▸ Tarefas:
**a.** Segundo a notícia sobre o ataque às escolas de Aracruz, quais armas o adolescente usou?
**b.** Transcreva da notícia sobre o ataque às escolas de Aracruz o trecho que se inicia com as palavras que contêm "Na última sexta-feira" e se encerra em "responsabilidade na tragédia?".

▸ Fonte:

****

O ataque a duas escolas em Aracruz, no Norte do Estado, que deixou um rastro de quatro mortos – sendo três professoras e uma estudante – e de cinco feridos em estado grave, até o momento, trouxe à luz debates antigos e outros novos, sobre políticas públicas, que devem entrar na pauta de discussões do Congresso e da Assembleia Legislativa nos próximos dias.
Na última sexta-feira (25), o Espírito Santo foi do ápice da alegria – pelo desempenho do capixaba Richarlison na Copa do Mundo – ao desespero, em menos de 24 horas, com o ataque de um adolescente de 16 anos, filho de um policial militar, a duas escolas (uma estadual e outra particular) de Aracruz. Ex-aluno de uma das unidades, o adolescente usou símbolos nazistas, o carro e as armas do pai – um revólver 38 e uma pistola Ponto 40 – para cometer os crimes.
Ele foi apreendido no mesmo dia e confessou o crime, afirmando ter planejado há dois anos. O terror e a comoção tomaram conta do Estado, além de muitas perguntas ainda sem respostas: ele agiu sozinho? Quem eram os alvos? O que motivou o ataque? Os pais do assassino têm responsabilidade na tragédia?
O episódio também trouxe à arena do debate questionamentos sobre o que o Estado pode fazer, como política pública, para evitar que cenas como as de Aracruz se repitam. E de que forma a sociedade, como um todo, pode contribuir.

****

▸ Extrato dos dados:
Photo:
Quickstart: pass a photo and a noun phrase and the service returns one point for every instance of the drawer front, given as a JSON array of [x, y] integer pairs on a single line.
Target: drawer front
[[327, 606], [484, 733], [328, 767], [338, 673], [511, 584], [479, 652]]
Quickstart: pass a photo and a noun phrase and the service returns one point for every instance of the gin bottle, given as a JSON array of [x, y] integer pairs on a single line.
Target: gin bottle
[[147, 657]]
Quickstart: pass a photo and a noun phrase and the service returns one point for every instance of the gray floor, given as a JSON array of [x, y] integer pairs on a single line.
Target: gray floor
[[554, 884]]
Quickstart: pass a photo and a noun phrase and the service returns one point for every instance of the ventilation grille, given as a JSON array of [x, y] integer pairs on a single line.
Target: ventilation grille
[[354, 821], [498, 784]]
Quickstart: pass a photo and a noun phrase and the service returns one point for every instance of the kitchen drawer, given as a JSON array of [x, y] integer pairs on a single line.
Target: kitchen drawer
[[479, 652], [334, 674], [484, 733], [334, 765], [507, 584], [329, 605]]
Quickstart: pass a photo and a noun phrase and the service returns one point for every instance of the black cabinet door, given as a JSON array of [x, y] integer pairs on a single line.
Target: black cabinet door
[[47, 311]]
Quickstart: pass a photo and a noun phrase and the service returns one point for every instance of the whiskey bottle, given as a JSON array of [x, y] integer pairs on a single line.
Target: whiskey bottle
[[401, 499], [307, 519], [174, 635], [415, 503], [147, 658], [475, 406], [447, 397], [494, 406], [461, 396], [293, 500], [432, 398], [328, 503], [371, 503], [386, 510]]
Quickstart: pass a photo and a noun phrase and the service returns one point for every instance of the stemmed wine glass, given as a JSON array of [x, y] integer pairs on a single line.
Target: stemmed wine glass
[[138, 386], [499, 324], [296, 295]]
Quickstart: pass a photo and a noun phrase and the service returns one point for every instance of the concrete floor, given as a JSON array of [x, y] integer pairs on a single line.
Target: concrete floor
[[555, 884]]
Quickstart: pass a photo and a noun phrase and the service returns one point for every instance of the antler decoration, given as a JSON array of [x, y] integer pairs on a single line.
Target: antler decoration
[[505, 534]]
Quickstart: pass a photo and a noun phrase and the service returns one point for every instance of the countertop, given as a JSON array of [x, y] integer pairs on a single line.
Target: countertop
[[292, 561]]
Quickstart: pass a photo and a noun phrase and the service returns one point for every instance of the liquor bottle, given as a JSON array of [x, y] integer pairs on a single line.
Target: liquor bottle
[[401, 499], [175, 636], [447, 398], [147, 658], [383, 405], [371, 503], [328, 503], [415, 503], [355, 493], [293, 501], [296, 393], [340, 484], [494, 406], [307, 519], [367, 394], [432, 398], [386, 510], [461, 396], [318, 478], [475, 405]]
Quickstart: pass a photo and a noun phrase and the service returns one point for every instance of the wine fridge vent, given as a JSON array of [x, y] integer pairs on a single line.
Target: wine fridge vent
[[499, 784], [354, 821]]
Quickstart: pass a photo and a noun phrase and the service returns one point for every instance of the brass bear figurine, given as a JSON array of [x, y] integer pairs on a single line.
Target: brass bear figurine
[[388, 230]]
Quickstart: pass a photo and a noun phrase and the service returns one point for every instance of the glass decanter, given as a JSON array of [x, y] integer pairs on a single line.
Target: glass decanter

****

▸ Respostas por tarefa:
**a.** Um revólver 38 e uma pistola Ponto 40, ambos do pai.

**b.**
Na última sexta-feira (25), o Espírito Santo foi do ápice da alegria – pelo desempenho do capixaba Richarlison na Copa do Mundo – ao desespero, em menos de 24 horas, com o ataque de um adolescente de 16 anos, filho de um policial militar, a duas escolas (uma estadual e outra particular) de Aracruz. Ex-aluno de uma das unidades, o adolescente usou símbolos nazistas, o carro e as armas do pai – um revólver 38 e uma pistola Ponto 40 – para cometer os crimes.
Ele foi apreendido no mesmo dia e confessou o crime, afirmando ter planejado há dois anos. O terror e a comoção tomaram conta do Estado, além de muitas perguntas ainda sem respostas: ele agiu sozinho? Quem eram os alvos? O que motivou o ataque? Os pais do assassino têm responsabilidade na tragédia?